#### Records provided ####

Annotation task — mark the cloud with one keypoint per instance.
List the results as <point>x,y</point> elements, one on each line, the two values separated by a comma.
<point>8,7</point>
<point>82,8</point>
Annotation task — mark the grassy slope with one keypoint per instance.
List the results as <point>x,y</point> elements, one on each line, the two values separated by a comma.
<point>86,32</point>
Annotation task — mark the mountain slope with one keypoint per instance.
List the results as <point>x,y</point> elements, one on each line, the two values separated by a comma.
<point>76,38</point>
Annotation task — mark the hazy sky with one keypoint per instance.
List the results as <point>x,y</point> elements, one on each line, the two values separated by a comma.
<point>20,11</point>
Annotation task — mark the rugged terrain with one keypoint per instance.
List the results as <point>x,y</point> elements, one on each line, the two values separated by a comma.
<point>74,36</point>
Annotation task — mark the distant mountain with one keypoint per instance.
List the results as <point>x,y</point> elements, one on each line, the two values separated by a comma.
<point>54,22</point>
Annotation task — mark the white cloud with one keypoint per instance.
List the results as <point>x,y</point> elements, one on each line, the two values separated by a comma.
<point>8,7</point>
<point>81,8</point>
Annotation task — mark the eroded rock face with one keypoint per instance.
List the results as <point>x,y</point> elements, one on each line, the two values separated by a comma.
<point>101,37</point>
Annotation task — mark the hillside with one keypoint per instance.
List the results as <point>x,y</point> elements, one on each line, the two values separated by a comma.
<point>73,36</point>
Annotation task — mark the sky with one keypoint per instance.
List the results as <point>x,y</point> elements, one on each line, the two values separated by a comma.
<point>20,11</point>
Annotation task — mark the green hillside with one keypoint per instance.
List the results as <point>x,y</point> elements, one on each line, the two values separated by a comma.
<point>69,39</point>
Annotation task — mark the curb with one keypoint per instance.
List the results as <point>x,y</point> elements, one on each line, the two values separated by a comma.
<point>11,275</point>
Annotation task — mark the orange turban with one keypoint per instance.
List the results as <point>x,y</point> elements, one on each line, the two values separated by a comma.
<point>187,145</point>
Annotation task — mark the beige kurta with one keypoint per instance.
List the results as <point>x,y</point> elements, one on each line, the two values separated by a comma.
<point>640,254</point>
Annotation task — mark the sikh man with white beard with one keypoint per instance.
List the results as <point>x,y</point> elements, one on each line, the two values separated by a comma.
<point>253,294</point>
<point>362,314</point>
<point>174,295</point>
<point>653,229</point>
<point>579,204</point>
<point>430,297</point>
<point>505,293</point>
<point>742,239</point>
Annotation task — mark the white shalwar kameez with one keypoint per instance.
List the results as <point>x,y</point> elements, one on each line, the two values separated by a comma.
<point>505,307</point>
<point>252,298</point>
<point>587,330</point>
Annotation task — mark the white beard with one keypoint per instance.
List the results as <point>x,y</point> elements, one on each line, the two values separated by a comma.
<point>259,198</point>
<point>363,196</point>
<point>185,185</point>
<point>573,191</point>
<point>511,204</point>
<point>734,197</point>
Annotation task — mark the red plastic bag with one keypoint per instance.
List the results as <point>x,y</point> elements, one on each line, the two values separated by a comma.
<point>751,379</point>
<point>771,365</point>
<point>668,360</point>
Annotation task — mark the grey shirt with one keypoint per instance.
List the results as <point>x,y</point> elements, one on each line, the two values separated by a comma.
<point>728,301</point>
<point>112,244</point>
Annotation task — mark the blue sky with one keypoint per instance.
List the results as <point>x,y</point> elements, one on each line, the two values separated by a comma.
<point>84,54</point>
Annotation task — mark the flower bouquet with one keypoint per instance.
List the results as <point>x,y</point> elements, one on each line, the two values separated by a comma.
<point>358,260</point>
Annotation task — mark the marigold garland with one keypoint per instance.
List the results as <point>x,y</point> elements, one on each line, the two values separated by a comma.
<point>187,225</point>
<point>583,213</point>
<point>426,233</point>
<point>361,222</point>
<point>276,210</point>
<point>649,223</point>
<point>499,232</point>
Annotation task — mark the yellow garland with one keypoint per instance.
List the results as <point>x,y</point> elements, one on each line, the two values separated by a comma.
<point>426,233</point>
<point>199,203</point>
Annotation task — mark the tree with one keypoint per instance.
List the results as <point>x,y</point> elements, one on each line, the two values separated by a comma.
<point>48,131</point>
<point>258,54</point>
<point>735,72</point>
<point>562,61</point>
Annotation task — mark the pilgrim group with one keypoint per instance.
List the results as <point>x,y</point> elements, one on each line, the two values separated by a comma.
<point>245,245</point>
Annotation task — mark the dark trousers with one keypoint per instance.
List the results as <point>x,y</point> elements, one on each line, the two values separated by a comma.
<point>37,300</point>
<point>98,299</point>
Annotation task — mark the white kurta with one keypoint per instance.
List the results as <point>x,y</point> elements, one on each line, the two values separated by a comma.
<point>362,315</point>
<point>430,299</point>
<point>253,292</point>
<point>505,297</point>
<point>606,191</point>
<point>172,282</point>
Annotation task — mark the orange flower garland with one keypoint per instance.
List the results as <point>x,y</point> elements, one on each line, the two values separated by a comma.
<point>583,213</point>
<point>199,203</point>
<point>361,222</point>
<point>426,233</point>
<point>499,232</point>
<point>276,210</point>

####

● **Instruction**
Rewrite the entire listing, substituting "point" for every occurrence of "keypoint" and leaving everything else unchanged.

● **Result for this exercise**
Annotation task — mark the cloud with one point per instance.
List the results as <point>x,y</point> elements, one on each line, the two values separated by a comma.
<point>8,7</point>
<point>82,8</point>
Annotation task — mark the grassy slope with one point per instance.
List the results as <point>x,y</point> elements, one on each line, the two values separated by a comma.
<point>86,32</point>
Annotation task — mark the mountain slope with one point per instance.
List the results as <point>x,y</point> elements, one on each line, the two values separated by a comma.
<point>76,38</point>
Annotation task — mark the hazy sky with one point per instance.
List the results as <point>x,y</point> elements, one on each line, the two values separated by a comma.
<point>20,11</point>
Annotation task — mark the rugged terrain with one point per instance.
List the results as <point>x,y</point> elements, one on each line, the two values separated by a comma.
<point>74,36</point>
Annotation task — mark the distant mountain with one point per instance.
List the results as <point>x,y</point> elements, one on each line, the two values separated by a comma.
<point>54,22</point>
Annotation task — mark the white cloud with one point per instance.
List the results as <point>x,y</point> elements, one on each line, the two values separated by a comma.
<point>8,7</point>
<point>81,8</point>
Annotation task — mark the eroded rock face with one point per instance.
List the results as <point>x,y</point> elements, one on each line, the two values separated by a comma.
<point>101,37</point>
Annotation task — mark the hillside with one point per instance.
List the results as <point>x,y</point> elements, one on each line, the two values separated by a comma.
<point>73,36</point>
Annotation task — mark the sky with one point per instance.
List the results as <point>x,y</point> elements, one on each line, the two values separated by a comma.
<point>20,11</point>
Annotation task — mark the green hillside with one point per instance.
List the results as <point>x,y</point> elements, one on each line, the two values separated by a comma.
<point>69,39</point>
Annotation task — mark the curb with one point per instance.
List the results as <point>x,y</point> elements, one on each line, the two values separated by a comma.
<point>11,275</point>
Annotation task — mark the orange turban with one point per instance.
List the results as <point>x,y</point> elements, one on each line, the two values separated by a comma.
<point>187,145</point>
Annotation task — mark the beige kurta with one point per instance.
List the results as <point>x,y</point> elements, one on each line, the two values separated by a comma.
<point>640,254</point>
Annotation task — mark the sikh man with white beard with one point per instance.
List the results as <point>x,y</point> elements, one on each line, the two values separated by a comma.
<point>253,294</point>
<point>362,314</point>
<point>174,295</point>
<point>653,229</point>
<point>579,204</point>
<point>430,297</point>
<point>505,293</point>
<point>742,239</point>
Annotation task — mark the white shalwar kameez with one point per instance.
List the results as <point>x,y</point> elements, one on each line, the two values separated by a comma.
<point>505,307</point>
<point>252,298</point>
<point>587,330</point>
Annotation task — mark the white beard with one point per instance.
List the results as <point>x,y</point> elements, one on each line, the two values separated by a comma.
<point>259,198</point>
<point>363,196</point>
<point>185,185</point>
<point>573,191</point>
<point>511,204</point>
<point>734,197</point>
Annotation task — mark the red plastic bag with one point per instance.
List the results as <point>x,y</point> elements, one on each line, the two values separated by a comma.
<point>751,379</point>
<point>771,365</point>
<point>668,360</point>
Annotation task — mark the grey shirt with one point per instance.
List the results as <point>x,y</point> elements, one on each line, the two values separated by a comma.
<point>728,301</point>
<point>112,244</point>
Annotation task — mark the blue sky with one point per instance.
List the results as <point>x,y</point> elements, one on each line, the two values separated by a comma.
<point>84,54</point>
Annotation task — mark the flower bouquet with one point per instance.
List the results as <point>x,y</point> elements, one on each line, the two values separated by a comma.
<point>358,260</point>
Annotation task — mark the marigold garland with one point per instance.
List the results as <point>x,y</point> elements, one on each line, the two values separated by a comma.
<point>187,225</point>
<point>583,213</point>
<point>426,233</point>
<point>361,222</point>
<point>276,210</point>
<point>649,223</point>
<point>499,232</point>
Annotation task — mark the yellow garland with one point per instance.
List the results as <point>x,y</point> elements, one on each line, the two values separated by a comma.
<point>426,233</point>
<point>199,203</point>
Annotation task — mark the tree with one point per instance.
List the results as <point>x,y</point> elements, one on each line, the two values separated by a comma.
<point>48,131</point>
<point>258,54</point>
<point>735,72</point>
<point>562,61</point>
Annotation task — mark the pilgrim group with one point per instance.
List the results as <point>x,y</point> elements, one on each line, the two values separated by a comma.
<point>245,245</point>
Annotation task — mark the dark trousers with one point per instance.
List the results as <point>x,y</point> elements, one on each line, the two values separated by a comma.
<point>37,300</point>
<point>98,299</point>
Annotation task — mark the white kurta with one point per instance.
List the results as <point>x,y</point> elements, one on each line, the two values separated by a comma.
<point>362,315</point>
<point>430,299</point>
<point>253,292</point>
<point>505,297</point>
<point>606,191</point>
<point>172,282</point>
Annotation task — mark the orange flower garland with one point per instance.
List the results as <point>x,y</point> elements, one on each line, the two values separated by a comma.
<point>583,213</point>
<point>199,203</point>
<point>361,222</point>
<point>426,233</point>
<point>499,232</point>
<point>276,210</point>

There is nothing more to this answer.